Starting at the line that contains "Find the seed heap" and continuing through the last line below, reproduce every line with both coordinates of each point shifted up by 125. Leave the pictures out.

**ENTRIES SHOWN**.
====================
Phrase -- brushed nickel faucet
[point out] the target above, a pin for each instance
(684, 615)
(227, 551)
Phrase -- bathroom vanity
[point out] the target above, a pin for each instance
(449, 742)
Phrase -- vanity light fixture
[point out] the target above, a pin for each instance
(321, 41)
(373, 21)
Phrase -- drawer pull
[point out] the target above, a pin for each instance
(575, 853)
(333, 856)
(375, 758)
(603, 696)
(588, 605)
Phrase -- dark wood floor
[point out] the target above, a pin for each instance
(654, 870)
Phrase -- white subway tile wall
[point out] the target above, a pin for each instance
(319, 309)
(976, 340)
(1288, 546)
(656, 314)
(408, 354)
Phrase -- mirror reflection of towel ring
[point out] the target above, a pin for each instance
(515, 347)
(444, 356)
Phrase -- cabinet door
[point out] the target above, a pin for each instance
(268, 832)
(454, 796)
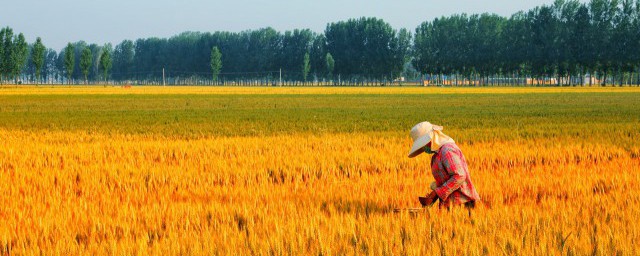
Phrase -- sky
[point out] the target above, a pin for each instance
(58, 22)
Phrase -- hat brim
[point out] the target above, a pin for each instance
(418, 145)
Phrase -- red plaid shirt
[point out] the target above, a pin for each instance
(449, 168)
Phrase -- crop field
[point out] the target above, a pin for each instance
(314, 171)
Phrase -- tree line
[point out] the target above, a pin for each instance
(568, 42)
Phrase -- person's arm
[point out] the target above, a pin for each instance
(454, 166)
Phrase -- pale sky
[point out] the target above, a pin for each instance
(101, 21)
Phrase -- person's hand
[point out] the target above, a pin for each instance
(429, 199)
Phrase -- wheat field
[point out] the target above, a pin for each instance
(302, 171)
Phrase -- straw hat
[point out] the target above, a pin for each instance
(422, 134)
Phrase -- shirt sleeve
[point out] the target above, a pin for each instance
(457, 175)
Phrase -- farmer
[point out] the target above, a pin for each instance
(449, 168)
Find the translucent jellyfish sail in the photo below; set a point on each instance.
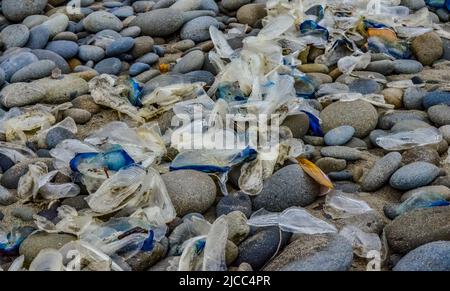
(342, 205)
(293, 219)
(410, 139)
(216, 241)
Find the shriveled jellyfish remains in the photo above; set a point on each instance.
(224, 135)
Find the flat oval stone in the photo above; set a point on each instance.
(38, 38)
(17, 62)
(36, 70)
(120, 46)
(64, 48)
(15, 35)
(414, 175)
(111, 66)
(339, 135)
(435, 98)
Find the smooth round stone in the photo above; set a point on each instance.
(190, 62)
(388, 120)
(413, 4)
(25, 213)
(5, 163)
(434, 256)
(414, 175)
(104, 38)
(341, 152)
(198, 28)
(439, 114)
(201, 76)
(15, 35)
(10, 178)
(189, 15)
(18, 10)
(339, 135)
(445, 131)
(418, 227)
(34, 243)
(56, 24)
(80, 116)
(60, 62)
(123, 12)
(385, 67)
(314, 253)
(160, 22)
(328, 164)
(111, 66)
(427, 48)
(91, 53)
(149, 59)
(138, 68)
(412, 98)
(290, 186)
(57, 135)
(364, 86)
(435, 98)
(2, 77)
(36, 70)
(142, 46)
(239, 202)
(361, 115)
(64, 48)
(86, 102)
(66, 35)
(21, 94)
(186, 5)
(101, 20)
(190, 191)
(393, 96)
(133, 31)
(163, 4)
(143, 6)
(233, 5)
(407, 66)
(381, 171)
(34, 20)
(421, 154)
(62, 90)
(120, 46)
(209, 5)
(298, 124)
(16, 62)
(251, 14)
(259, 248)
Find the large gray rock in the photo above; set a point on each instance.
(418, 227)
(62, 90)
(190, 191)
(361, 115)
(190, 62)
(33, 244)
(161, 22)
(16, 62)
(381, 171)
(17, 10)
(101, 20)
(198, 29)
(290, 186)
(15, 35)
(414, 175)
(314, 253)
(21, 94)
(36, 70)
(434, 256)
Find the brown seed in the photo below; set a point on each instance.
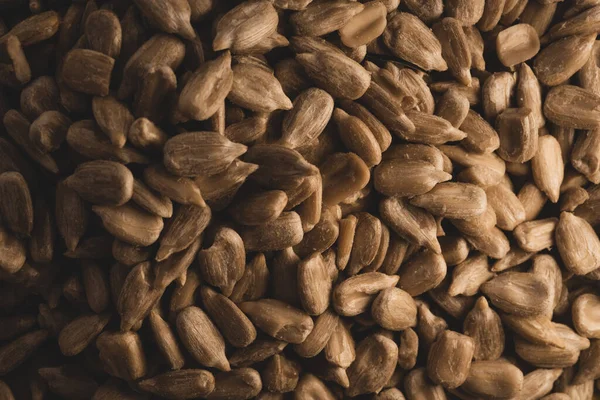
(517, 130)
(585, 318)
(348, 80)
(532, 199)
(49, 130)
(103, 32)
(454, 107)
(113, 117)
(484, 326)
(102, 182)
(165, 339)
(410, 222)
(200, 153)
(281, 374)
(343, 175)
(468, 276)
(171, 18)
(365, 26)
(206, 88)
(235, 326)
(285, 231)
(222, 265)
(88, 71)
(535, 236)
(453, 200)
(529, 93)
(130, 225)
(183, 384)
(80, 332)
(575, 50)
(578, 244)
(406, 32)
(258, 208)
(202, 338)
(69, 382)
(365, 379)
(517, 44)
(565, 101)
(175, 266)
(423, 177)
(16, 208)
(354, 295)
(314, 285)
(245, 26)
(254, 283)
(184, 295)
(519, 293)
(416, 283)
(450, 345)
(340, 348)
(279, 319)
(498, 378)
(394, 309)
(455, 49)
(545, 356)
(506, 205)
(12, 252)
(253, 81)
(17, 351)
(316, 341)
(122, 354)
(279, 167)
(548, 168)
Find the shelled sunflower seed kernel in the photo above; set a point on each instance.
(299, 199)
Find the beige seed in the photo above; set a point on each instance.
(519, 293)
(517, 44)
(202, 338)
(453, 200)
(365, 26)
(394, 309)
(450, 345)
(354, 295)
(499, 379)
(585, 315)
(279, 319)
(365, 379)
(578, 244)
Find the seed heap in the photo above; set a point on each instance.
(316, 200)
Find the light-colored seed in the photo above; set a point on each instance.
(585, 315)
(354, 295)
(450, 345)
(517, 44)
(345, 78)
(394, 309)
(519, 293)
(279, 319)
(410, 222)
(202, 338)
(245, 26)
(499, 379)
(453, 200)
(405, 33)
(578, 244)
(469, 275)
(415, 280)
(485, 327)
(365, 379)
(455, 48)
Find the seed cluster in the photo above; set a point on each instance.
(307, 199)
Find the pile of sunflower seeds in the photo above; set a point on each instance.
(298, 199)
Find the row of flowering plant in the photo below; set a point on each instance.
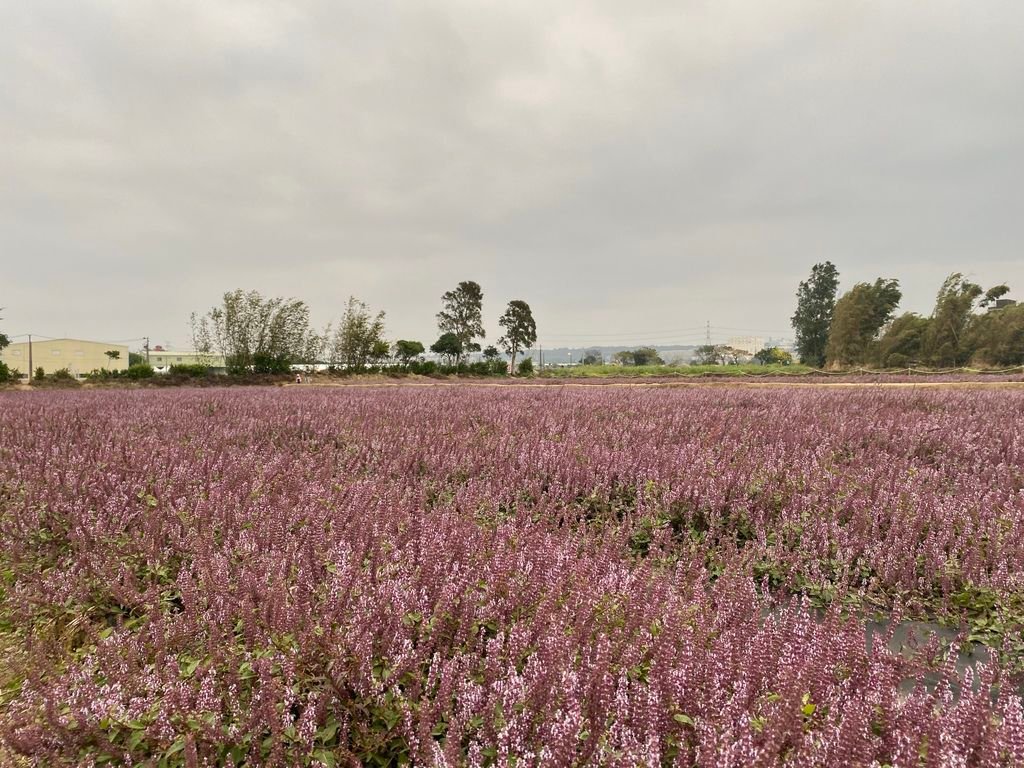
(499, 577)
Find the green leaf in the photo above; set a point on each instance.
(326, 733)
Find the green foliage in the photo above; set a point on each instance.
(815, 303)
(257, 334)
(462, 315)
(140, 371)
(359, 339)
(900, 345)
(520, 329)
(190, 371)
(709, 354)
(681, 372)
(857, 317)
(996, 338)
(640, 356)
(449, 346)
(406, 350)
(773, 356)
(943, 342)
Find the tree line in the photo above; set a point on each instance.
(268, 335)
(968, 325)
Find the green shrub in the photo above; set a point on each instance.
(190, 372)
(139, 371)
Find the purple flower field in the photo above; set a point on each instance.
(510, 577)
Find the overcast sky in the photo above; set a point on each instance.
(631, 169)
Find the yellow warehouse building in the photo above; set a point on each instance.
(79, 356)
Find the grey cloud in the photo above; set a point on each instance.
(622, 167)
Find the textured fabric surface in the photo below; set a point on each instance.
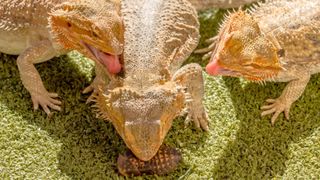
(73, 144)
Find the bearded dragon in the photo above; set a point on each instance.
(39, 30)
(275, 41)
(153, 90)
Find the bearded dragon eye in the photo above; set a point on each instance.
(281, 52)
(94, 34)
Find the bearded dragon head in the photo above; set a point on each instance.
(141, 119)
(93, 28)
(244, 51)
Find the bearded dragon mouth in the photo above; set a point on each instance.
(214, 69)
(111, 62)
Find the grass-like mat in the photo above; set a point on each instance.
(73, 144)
====================
**SOLVED EXERCISE**.
Find the seed heap in the photo above; set a point on each instance.
(441, 325)
Find the light-colored seed in the photo above; set a point on each instance.
(710, 440)
(479, 420)
(575, 470)
(642, 169)
(470, 203)
(519, 434)
(644, 418)
(404, 444)
(535, 347)
(327, 463)
(370, 151)
(624, 504)
(578, 325)
(530, 158)
(703, 369)
(594, 400)
(540, 405)
(610, 452)
(490, 504)
(580, 173)
Find the seed cluster in the photo above; set a point on each instance.
(432, 324)
Find the pile of sunflower seeds in the photo above; set a point on each instance.
(423, 324)
Find the row of flowering plant in the photo below; set a point on each instance.
(624, 702)
Find the green leaf in the photo above; set a point on each instance.
(451, 858)
Find the green foliage in the photo above; set a point on each instance.
(940, 428)
(382, 459)
(587, 440)
(265, 496)
(484, 464)
(1025, 470)
(645, 454)
(315, 496)
(834, 479)
(806, 497)
(982, 442)
(1121, 463)
(765, 481)
(574, 471)
(531, 475)
(898, 481)
(1068, 467)
Find the tree line in the photo above; set a point on each instance.
(393, 460)
(1093, 450)
Find the green shrub in the photo above; set a point on each instance.
(315, 497)
(264, 496)
Find the purple flower field in the photo above; set a point on each instance.
(635, 702)
Find the overcast sky in the photo above; set a point on each instance.
(756, 294)
Find the yellow warehouse building in the photo above; set a point on each instance.
(204, 481)
Find the grey cloud in the photo above; set a point on each instance.
(747, 292)
Find the textured fabric surface in the photo below; set a point on each instance.
(198, 269)
Find the bearded dragon in the photo above; set a point on each instance.
(164, 155)
(400, 166)
(278, 215)
Find the bearded dragon eye in the photo above; set a point on each instance.
(406, 177)
(219, 159)
Find the bearded dragon head in the photo above; set a point on each instance.
(266, 244)
(218, 153)
(369, 176)
Find the bearded dragon mouth in the photo above; set a point on each instance.
(339, 194)
(236, 187)
Find the grass-like mat in the photo above; set a point on each instance.
(198, 269)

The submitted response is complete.